— REQUIRED WORK —
Edit the records below, replacing every "one point per instance" with "a single point for each instance" and leaving all other text unchanged.
+ + + + + + +
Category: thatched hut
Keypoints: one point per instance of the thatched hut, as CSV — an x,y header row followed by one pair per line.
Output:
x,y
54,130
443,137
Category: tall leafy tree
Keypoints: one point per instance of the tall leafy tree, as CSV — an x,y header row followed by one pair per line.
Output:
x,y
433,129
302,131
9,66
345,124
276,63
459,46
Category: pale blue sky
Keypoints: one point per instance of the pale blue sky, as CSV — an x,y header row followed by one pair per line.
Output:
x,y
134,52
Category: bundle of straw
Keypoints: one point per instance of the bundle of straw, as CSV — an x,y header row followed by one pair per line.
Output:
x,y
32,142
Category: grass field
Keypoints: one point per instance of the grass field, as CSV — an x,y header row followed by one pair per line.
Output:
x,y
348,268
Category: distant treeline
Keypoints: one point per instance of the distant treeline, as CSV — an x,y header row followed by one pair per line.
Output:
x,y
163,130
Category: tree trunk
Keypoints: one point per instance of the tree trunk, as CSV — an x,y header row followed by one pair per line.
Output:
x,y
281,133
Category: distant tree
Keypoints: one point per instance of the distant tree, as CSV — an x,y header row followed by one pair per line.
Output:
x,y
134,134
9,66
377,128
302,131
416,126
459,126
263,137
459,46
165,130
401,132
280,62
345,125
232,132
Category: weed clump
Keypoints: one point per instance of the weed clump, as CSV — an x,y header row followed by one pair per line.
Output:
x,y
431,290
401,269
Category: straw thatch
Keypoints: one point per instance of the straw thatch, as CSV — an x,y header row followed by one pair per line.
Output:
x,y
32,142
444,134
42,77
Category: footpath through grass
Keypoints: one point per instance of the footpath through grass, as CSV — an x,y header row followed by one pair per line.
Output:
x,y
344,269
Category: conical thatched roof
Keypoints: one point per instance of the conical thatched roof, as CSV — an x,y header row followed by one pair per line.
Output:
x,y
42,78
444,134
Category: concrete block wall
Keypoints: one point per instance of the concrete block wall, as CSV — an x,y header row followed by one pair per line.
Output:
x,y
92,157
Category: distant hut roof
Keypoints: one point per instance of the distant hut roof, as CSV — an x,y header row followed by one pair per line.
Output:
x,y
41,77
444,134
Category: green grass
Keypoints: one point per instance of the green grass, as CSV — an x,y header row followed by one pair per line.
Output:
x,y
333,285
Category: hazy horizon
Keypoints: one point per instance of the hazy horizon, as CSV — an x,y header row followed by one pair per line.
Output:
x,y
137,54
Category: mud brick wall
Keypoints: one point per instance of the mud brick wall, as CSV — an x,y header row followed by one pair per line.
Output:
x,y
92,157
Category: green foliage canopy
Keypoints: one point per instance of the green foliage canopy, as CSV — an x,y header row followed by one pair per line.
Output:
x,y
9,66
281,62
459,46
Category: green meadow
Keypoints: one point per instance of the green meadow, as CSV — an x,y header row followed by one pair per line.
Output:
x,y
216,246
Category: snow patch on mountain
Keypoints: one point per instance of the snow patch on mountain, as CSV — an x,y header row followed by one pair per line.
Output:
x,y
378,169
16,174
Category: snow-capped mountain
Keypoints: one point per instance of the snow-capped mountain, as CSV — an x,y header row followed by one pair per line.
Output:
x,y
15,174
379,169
+ + + + + + +
— WRITTEN REPLY —
Category: thatched hut
Keypoints: a single point for each instance of the thatched hut, as CSV — an x,y header row followed by one pair per line.
Output:
x,y
54,130
443,137
Category: tall leafy tree
Keypoints: a single point for each instance of the tall leafy tree, as CSV — an x,y header row followed by one pair per line.
Output:
x,y
433,129
302,131
9,66
345,124
276,63
459,46
Category: pale blue sky
Keypoints: a single point for each instance of the pale blue sky, as CSV — an x,y header row followed by one pair per line.
Output:
x,y
134,52
Category: bundle of straw
Keypoints: a single point for each instance of the bundle of straw, as CSV — an x,y header row followed by one pair per line.
Output:
x,y
32,142
Category: grass field
Keypoints: a single point for each instance of the grass field, as CSV — an x,y header row followed by one pair per line.
Output:
x,y
348,268
Category: distant treeline
Keypoints: a single point for each instance of the distant treeline, as CSV — an x,y header row followed by one pair per line.
Output:
x,y
163,130
Category: tree trunk
Keypoints: a single point for each instance of the tree trunk, as CSV — an x,y header row followed by one pair per line.
Output:
x,y
281,133
Category: distant tree
Keypoints: a single point for each instance of the distant tree, as CSV — an x,y header row followed by one pair per line.
Output:
x,y
134,134
9,66
377,128
302,131
416,126
459,126
263,137
459,46
165,130
401,132
280,62
345,125
232,132
Category: weed clump
Keypoints: a single point for each instance of the weed clump, as CSV — an x,y header row followed by one pair per line.
Output:
x,y
431,290
401,269
Category: straw thatch
Keypoints: a single point for each instance of the straw thatch, as CSV — an x,y header row followed by one pair per line.
Output:
x,y
32,142
444,134
42,77
Category: footpath through grass
Keypoints: a single point for each instance of the footpath through grass, as CSV — an x,y header row followed by one pair per line.
Output:
x,y
344,269
Category: conical thatched roof
Keypoints: a single point for each instance of the conical thatched roof, as CSV — an x,y header row followed by one pair per line.
Output:
x,y
42,78
444,134
Category: concrete block wall
Keypoints: a single point for each instance of the concrete block wall, as CSV — an x,y header row followed by one pair per line.
Output:
x,y
92,157
Category: distant hut roof
Keypoints: a single point for each instance of the distant hut roof, as CSV — an x,y header row followed by one pair per line.
Output:
x,y
41,77
444,134
Category: green grass
Keypoints: a single point for each instance of the green grass, as CSV — an x,y header row followed by one pair per line.
Output:
x,y
333,285
Category: hazy horizon
Keypoints: a single point for each instance of the hazy horizon, as CSV — an x,y header row followed by one pair per line.
Output:
x,y
137,54
Category: mud brick wall
Keypoints: a single point for each instance of the mud brick wall, as CSV — an x,y header row followed by one pair per line.
Output:
x,y
92,157
Category: green foliage canopy
Keypoints: a single point for each instance of the green foliage canopy, as CSV — an x,y header row followed by one pair per line.
Output:
x,y
9,66
281,62
459,46
Category: green meadow
Keypoints: a single point for each instance of the green meadow, as CSV — an x,y header row followed by one pair per line.
Output:
x,y
216,246
Category: snow patch on mountain
Keypoints: a single point for each instance of the snow patch on mountain, as CSV — an x,y header row followed by one pair per line.
Output:
x,y
378,169
16,174
Category: snow-capped mountain
Keypoints: a single point for each instance of the snow-capped mountain, as CSV — an x,y header row followed by one pair per line.
Output:
x,y
15,174
379,169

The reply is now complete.